Document extract:
+++

Aside from its clear Muslim majority, Albania also has notable Catholic and Orthodox Christian populations (the latter located chiefly in the southern part of the country, bordering Greece). The same survey indicated that, as of 2009, there were over 1,100 Catholic and Orthodox churches in Albania.17 Nevertheless, secularism prevails, especially in rapidly-modernizing Tirana, and Albanian Muslims are much less devout in their practice than are ethnic Albanians in neighboring Kosovo and the Republic of Macedonia. As in these countries and throughout the Balkan region, however, the Islamist creed that is expanding most aggressively is Wahhabi fundamentalism. This new generation of Islamists is aggressively seeking to “convert” other Muslims (and non-Muslims) by providing access to funds, travel, education and jobs, all with the sponsorship of outside Islamic states and interests.

+++

Records shown:
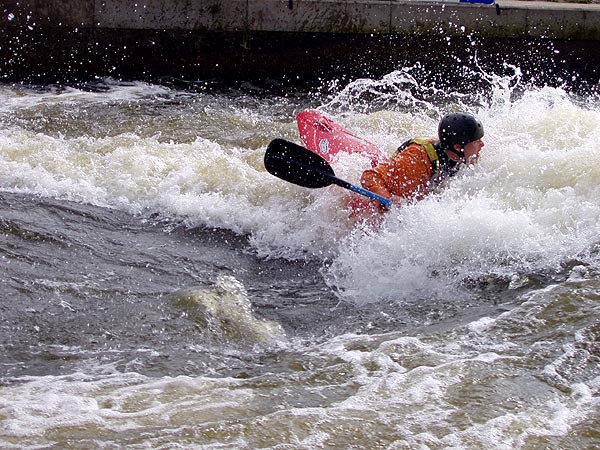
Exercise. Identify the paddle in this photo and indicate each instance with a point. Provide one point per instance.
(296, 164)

+++

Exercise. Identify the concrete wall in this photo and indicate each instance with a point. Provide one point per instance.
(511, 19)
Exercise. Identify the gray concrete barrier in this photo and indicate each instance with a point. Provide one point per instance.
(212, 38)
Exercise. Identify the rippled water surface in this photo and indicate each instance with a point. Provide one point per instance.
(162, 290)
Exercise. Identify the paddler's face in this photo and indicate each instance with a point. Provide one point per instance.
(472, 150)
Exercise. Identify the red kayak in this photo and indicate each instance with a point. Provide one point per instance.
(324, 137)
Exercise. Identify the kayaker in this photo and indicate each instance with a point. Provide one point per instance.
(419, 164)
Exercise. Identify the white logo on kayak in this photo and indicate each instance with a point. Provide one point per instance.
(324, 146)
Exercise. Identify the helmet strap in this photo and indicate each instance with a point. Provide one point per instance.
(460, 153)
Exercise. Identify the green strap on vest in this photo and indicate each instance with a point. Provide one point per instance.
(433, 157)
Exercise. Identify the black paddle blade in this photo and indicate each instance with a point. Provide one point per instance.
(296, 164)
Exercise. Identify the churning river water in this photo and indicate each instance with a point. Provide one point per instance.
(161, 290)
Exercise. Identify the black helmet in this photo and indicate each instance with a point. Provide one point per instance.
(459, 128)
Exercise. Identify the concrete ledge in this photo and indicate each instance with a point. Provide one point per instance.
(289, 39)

+++

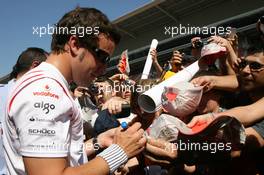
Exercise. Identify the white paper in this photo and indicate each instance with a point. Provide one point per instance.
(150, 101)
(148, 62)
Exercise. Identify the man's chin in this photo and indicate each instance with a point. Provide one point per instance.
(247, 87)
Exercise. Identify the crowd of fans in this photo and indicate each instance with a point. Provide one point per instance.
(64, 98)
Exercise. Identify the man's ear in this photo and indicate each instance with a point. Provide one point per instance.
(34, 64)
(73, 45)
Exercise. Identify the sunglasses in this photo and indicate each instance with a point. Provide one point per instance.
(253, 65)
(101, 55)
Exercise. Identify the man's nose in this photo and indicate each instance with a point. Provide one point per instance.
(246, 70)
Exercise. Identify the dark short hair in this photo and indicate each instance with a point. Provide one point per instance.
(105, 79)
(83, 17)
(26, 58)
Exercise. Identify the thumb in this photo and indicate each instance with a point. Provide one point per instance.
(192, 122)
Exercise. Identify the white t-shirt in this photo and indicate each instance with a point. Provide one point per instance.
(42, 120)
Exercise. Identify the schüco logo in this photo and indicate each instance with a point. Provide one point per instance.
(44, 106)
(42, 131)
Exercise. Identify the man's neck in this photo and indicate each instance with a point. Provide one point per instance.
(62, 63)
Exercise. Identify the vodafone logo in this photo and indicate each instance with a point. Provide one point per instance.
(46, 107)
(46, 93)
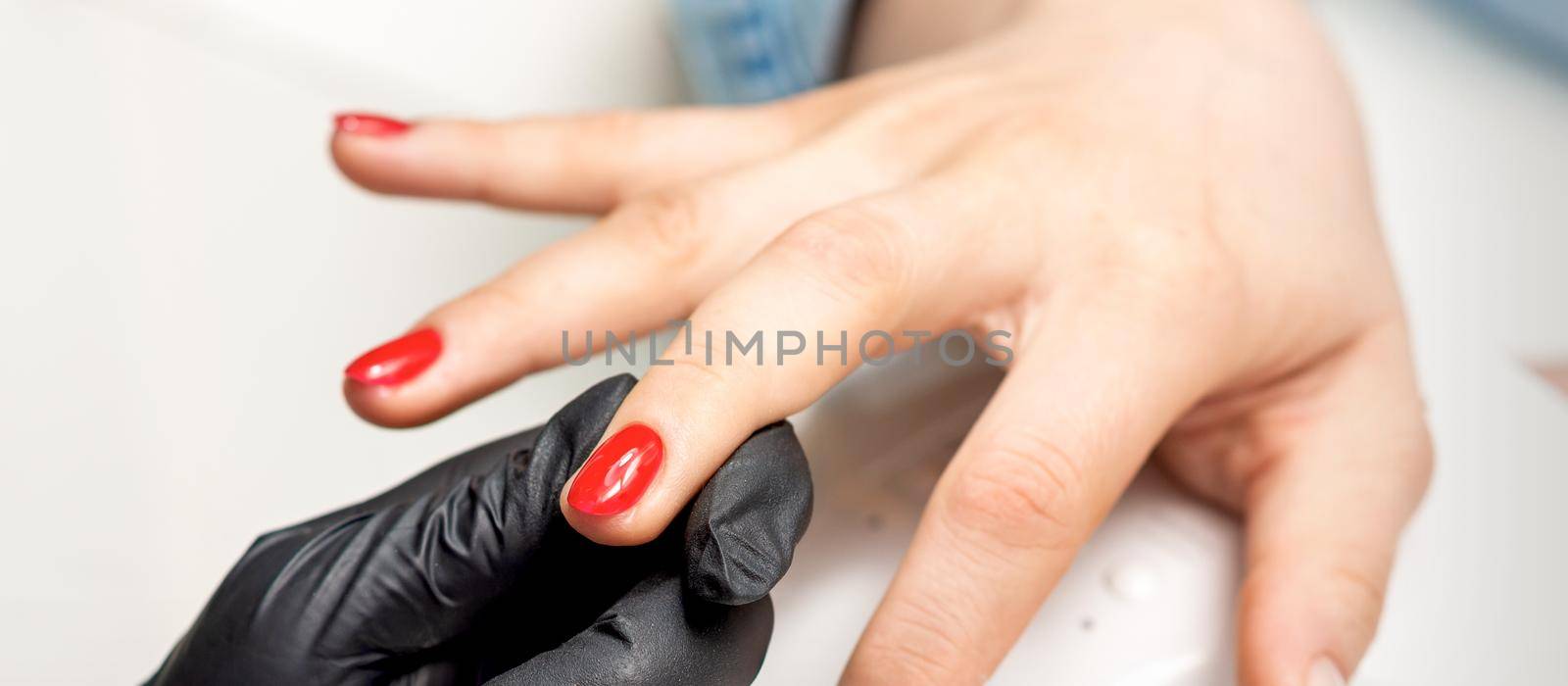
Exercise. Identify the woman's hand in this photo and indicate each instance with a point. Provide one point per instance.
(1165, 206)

+++

Problem requirements:
Please resume the passage on religion in Albania from where it stops.

Exercise response:
While most Albanians are relatively secular-minded, an important trend for the future will be the relationship between the country’s different religious groups. The government was criticized by secularists for introducing the category of religious affiliation to the national census in 2011, as it could exacerbate the politicking between different faiths in advance of the count, and especially the politico-religious rhetoric about it afterwards. Muslims and Christian proselytizers eye one another warily, and often accuse each of inappropriate actions. Most recently, Archbishop Angelo Massafra, of the Archdiocese of Shkoder-Pult, drafted a 2012 report for the Vatican in which he expressed concerns over rising Muslim fundamentalism and the involvement of countries like Saudi Arabia and Turkey in inculcating conservatism in Albania. He also expressed concerns over the recent opening of a new Islamic university in Tirana.18 (Known as Bedër University, this center opened in April 2011).19 It is likely that the Vatican’s concern over the latter is less an expression of fear of radicalism than it is apprehensiveness over further Islamic ‘re-awakening’ among a relatively secular population.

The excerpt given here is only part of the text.